DIRECTIONS:
Render every line of the entries below as a JSON array of strings, one string per line, omitting blank lines.

EXCERPTED DATA:
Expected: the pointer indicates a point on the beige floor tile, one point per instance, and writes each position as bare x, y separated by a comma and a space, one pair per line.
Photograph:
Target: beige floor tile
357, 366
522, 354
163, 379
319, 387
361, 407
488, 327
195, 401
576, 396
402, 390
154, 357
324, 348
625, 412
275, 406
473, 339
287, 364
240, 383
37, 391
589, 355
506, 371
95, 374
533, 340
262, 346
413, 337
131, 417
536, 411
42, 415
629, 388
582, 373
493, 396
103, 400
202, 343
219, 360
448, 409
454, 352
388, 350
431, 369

TASK OUTPUT:
[
  "Expected: the pointer indicates a point on the beige floor tile, one point per instance, and writes each position as bare x, y separated by a comma and a space, one pair per line.",
  "Photograph:",
  "Target: beige floor tile",
  "357, 366",
  "522, 354",
  "163, 379",
  "319, 387",
  "361, 407",
  "488, 327",
  "195, 401",
  "576, 396",
  "402, 390",
  "154, 357",
  "324, 348",
  "625, 412",
  "275, 406",
  "473, 339",
  "287, 364",
  "240, 383",
  "37, 391",
  "589, 355",
  "506, 371",
  "95, 374",
  "533, 340",
  "262, 346",
  "413, 337",
  "131, 417",
  "536, 411",
  "42, 415",
  "629, 388",
  "582, 373",
  "493, 396",
  "103, 400",
  "202, 343",
  "219, 360",
  "448, 409",
  "454, 352",
  "388, 350",
  "431, 369"
]